A block of data:

★ ★ ★

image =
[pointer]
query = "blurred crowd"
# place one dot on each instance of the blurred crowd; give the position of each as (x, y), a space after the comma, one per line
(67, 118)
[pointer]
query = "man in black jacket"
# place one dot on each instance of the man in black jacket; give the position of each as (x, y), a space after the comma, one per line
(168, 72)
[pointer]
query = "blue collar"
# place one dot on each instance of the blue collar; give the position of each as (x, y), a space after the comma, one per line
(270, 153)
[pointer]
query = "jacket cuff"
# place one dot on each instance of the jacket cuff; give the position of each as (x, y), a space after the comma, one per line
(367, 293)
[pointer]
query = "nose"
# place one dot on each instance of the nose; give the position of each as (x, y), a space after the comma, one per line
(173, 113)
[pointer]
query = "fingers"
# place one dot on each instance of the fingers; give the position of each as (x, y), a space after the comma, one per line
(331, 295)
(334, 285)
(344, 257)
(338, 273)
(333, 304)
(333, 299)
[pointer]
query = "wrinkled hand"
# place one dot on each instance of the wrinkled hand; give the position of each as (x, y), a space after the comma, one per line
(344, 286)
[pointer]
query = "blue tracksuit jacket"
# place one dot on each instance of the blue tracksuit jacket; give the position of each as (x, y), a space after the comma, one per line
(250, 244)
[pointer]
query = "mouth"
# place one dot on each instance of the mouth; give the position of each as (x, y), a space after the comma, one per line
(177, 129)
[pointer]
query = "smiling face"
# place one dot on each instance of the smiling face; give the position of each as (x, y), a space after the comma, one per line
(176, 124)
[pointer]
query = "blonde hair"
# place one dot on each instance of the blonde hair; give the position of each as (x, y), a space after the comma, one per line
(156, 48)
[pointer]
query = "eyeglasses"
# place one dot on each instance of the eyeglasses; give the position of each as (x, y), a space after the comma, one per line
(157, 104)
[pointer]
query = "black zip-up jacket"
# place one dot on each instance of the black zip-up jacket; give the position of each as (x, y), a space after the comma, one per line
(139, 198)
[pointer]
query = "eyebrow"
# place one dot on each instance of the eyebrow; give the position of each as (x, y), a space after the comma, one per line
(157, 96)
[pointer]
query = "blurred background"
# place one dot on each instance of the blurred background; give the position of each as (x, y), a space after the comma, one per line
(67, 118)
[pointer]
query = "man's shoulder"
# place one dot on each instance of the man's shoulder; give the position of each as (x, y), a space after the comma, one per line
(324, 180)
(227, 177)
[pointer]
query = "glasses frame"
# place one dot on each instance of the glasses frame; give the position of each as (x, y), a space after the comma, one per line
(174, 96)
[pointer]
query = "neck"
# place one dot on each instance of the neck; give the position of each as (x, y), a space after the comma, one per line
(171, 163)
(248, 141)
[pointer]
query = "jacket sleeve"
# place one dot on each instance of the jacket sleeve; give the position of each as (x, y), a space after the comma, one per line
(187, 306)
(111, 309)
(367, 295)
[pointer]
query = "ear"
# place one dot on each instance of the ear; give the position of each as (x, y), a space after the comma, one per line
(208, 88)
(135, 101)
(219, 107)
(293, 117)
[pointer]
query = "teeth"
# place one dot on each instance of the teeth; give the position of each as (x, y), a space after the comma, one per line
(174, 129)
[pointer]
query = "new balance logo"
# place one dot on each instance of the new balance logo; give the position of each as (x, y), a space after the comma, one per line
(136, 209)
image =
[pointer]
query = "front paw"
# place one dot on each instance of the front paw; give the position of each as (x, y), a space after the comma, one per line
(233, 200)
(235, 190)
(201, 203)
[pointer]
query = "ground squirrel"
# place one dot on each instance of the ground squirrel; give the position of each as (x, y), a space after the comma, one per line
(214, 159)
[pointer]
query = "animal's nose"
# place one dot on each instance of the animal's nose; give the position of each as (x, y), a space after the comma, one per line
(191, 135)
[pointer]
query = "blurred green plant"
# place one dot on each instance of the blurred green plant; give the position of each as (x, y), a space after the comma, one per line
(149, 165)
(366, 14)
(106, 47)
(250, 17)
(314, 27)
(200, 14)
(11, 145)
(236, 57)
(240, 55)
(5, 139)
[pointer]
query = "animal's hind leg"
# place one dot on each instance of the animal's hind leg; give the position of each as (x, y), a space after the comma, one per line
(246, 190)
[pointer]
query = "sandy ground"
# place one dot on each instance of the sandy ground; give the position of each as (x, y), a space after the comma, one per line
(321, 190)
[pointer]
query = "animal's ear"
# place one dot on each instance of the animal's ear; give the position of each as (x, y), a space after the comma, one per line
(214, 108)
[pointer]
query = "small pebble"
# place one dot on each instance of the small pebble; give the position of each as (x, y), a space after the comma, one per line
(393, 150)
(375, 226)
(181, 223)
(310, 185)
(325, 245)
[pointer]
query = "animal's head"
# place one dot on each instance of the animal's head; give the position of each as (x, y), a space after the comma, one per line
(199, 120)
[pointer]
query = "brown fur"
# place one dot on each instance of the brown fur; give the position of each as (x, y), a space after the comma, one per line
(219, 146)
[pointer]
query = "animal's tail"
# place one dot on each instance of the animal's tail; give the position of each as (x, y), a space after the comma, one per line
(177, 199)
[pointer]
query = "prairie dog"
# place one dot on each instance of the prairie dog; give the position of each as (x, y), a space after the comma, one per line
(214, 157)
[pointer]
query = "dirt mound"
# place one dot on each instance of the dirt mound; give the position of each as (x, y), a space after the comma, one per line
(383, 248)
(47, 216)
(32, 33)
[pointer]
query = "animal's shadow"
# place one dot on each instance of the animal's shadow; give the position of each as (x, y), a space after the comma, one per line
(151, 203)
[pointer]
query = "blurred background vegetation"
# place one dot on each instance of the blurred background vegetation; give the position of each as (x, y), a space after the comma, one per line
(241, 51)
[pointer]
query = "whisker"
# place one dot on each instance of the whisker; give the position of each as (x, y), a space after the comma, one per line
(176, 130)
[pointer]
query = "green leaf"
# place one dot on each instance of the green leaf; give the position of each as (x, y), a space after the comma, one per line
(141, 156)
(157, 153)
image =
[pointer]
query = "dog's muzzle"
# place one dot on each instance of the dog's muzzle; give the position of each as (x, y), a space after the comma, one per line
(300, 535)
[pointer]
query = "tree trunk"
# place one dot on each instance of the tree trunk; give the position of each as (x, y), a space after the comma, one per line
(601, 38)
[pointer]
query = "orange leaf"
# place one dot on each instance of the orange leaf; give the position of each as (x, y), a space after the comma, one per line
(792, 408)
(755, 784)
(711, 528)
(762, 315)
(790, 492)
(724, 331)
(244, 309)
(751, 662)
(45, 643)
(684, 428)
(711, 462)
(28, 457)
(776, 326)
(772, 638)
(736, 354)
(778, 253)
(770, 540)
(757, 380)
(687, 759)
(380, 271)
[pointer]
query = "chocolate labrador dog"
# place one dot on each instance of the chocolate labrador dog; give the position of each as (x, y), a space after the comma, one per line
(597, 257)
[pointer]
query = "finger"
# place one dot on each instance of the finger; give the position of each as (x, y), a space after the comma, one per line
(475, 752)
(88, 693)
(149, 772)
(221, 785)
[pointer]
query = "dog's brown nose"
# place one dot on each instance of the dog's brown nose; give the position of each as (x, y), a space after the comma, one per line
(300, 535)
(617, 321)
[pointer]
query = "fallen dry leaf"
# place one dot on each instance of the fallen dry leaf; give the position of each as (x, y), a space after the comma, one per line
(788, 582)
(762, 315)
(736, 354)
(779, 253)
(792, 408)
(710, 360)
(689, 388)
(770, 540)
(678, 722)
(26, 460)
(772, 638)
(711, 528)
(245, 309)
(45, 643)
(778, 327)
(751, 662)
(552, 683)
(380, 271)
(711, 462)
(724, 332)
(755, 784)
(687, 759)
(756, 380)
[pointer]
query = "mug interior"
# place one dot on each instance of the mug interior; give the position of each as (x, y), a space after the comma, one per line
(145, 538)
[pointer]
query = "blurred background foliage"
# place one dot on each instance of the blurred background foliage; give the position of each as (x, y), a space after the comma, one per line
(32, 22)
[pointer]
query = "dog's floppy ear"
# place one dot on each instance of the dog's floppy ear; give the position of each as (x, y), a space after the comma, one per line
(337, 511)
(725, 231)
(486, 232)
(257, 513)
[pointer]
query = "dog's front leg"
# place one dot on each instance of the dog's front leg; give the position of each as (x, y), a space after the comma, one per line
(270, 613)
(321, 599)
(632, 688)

★ ★ ★

Gather every line of the entries above that contains the string "mouth". Case counts.

query = "mouth"
# place one dot on each instance of the mouth; give the position of each as (x, y), a space after the comma, one per line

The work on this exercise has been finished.